Taxes Consolidation Act, 1997

Implementation of Council Directive No. 90/435/EEC concerning the common system of taxation applicable in the case of parent companies and subsidiaries of different Member States.

[FA91 s36]

831.—(1) (a) In this section—

“arrangements” means arrangements having the force of law by virtue of section 826 ;

“bilateral agreement” means any arrangements, protocol or other agreement between the Government and the government of another Member State;

“company” means a company of a Member State;

“company of a Member State” has the meaning assigned to it by Article 2 of the Directive;

“the Directive” means Council Directive No. 90/435/EEC of 23 July 19901 on the common system of taxation applicable in the case of parent companies and subsidiaries of different Member States;

“distribution” means income from shares or from other rights, not being debt claims, to participate in a company's profits, and includes any amount assimilated to income from shares under the taxation laws of the State of which the company making the distribution is resident;

“foreign tax” means any tax which—

(i) is payable under the laws of a Member State other than the State, and

(ii) (I) is specified in paragraph (c) of Article 2 of the Directive, or

(II) is substituted for and is substantially similar to a tax so specified;

“Member State” means a Member State of the European Communities;

“parent company” means a company resident in the State which owns at least 25 per cent of the share capital of a company not so resident, but where a bilateral agreement contains a provision to the effect—

(i) that a company shall only be a parent company during any uninterrupted period of at least 2 years throughout which at least 25 per cent of the share capital of the company not resident in the State is owned by the first-mentioned company, or

(ii) that—

(I) the requirement (being the requirement for the purposes of this definition) that a company resident in the State own at least 25 per cent of the share capital of the company not so resident shall be treated as a requirement that the company so resident holds at least 25 per cent of the voting rights in the company not so resident, or

(II) that requirement shall be so treated and a company shall only be a parent company during any uninterrupted period of at least 2 years throughout which at least 25 per cent of the voting rights in the company not resident in the State is held by the first-mentioned company,

then, in its application to a company to which the provision in the bilateral agreement applies, this definition shall apply subject to that provision and shall be construed accordingly.

+++++

▶ [REQUIRED WORK] In the Taxes Consolidation Act section above, what share of a non-resident company's share capital must a company resident in the State own to count as a parent company?

+++++

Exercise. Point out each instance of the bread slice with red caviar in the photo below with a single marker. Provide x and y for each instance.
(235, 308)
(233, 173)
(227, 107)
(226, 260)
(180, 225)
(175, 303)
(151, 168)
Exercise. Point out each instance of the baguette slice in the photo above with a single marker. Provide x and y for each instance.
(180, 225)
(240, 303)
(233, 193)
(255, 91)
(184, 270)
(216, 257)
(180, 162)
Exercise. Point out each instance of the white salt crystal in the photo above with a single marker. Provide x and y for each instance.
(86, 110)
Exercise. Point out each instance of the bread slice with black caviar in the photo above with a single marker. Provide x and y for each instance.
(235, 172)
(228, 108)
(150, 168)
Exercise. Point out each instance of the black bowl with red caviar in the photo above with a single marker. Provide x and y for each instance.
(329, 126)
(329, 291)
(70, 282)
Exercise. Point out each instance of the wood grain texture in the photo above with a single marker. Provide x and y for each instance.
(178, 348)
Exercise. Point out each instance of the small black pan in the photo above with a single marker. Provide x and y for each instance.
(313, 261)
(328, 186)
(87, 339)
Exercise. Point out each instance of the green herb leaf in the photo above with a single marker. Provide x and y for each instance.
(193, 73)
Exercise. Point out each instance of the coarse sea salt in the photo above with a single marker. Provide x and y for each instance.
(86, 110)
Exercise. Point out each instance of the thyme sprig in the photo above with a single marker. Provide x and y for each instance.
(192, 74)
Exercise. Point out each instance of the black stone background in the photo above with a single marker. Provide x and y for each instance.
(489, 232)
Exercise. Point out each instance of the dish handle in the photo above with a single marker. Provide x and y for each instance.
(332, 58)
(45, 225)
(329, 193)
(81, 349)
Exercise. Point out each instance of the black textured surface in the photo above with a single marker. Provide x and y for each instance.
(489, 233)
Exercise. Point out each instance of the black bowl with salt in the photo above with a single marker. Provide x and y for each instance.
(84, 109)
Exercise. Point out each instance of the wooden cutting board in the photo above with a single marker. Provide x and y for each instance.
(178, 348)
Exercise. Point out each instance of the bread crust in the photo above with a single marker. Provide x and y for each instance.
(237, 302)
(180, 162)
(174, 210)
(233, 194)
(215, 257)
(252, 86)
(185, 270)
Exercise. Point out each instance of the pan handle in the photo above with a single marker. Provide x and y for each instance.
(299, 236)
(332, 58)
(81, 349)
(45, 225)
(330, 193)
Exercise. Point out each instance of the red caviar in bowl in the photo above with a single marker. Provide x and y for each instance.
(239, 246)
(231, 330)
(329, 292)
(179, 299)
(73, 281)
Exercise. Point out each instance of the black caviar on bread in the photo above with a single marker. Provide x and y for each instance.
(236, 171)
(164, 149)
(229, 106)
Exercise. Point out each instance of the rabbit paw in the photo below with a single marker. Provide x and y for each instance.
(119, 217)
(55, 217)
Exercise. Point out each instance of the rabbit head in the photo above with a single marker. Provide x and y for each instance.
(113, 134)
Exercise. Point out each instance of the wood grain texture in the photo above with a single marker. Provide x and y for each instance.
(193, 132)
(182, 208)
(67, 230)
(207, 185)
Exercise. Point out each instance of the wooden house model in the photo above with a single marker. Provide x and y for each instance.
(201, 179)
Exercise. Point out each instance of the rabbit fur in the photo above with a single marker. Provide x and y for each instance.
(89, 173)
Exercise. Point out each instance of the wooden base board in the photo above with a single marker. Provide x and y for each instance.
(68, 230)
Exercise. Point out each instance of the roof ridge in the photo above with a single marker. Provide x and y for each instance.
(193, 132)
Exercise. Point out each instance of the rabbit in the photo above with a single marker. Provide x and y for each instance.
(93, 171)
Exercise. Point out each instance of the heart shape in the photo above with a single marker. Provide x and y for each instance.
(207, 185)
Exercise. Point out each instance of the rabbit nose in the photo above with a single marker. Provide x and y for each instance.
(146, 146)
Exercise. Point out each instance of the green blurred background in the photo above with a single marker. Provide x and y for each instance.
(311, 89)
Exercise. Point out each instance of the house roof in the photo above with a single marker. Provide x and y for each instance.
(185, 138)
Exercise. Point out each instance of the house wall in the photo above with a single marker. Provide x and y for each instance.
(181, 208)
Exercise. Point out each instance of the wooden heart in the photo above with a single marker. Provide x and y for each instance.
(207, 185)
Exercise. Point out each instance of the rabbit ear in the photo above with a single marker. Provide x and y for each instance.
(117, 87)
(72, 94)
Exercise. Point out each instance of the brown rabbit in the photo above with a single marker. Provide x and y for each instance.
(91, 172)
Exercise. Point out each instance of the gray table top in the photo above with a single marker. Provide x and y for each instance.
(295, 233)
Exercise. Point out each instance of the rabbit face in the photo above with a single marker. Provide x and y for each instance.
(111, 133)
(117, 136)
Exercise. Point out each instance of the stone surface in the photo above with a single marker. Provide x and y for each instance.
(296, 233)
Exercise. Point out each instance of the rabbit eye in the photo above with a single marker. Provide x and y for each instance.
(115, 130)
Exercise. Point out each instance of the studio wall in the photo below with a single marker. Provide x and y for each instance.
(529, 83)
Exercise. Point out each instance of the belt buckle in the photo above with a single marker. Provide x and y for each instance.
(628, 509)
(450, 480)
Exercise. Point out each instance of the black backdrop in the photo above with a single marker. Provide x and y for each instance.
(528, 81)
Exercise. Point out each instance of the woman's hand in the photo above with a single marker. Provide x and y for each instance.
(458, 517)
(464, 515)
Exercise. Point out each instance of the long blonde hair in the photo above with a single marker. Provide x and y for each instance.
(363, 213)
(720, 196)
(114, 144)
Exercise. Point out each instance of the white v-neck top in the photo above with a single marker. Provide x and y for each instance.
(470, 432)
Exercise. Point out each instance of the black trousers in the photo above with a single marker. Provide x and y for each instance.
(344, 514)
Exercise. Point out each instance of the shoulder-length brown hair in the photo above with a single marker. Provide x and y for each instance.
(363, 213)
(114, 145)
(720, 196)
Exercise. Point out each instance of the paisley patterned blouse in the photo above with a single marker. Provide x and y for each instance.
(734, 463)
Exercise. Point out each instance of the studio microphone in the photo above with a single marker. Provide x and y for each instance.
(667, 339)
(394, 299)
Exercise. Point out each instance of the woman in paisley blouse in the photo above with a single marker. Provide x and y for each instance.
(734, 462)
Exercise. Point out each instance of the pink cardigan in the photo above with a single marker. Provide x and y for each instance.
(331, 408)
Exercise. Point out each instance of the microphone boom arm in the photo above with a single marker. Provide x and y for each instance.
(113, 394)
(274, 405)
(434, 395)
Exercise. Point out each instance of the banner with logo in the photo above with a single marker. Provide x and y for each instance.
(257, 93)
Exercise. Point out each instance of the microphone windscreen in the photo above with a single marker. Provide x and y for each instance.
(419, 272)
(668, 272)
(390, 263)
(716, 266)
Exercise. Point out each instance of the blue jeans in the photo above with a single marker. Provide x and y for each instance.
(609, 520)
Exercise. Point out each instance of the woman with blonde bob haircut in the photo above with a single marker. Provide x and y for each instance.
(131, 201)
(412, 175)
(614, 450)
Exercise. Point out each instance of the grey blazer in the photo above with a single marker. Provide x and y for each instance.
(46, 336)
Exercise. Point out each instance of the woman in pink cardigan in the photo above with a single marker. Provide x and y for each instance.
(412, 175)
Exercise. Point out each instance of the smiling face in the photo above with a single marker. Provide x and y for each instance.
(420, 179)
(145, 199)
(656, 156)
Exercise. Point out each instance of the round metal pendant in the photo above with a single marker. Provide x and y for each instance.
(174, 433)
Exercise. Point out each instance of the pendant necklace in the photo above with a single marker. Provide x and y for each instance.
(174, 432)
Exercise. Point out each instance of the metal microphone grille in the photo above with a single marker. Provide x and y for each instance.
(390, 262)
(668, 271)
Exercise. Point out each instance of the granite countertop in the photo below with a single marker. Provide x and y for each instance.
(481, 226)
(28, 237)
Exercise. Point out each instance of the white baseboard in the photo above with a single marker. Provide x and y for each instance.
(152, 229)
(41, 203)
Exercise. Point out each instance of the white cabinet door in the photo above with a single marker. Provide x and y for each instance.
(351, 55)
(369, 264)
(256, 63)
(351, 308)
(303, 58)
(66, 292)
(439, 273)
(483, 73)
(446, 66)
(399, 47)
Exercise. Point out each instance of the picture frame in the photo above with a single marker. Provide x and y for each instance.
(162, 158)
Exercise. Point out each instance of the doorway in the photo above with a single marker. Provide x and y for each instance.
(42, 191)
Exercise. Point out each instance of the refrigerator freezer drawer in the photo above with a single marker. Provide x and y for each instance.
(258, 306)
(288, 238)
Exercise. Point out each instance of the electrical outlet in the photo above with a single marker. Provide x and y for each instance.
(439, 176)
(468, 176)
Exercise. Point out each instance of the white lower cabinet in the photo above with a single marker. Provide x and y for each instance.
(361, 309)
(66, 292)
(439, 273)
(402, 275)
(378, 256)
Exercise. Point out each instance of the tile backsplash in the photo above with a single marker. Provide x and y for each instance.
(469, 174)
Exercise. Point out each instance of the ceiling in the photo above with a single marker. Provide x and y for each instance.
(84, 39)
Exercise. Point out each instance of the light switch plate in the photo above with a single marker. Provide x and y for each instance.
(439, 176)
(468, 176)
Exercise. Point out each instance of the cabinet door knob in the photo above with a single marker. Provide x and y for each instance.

+++++

▶ [EXERCISE RESPONSE] At least 25 per cent of the share capital.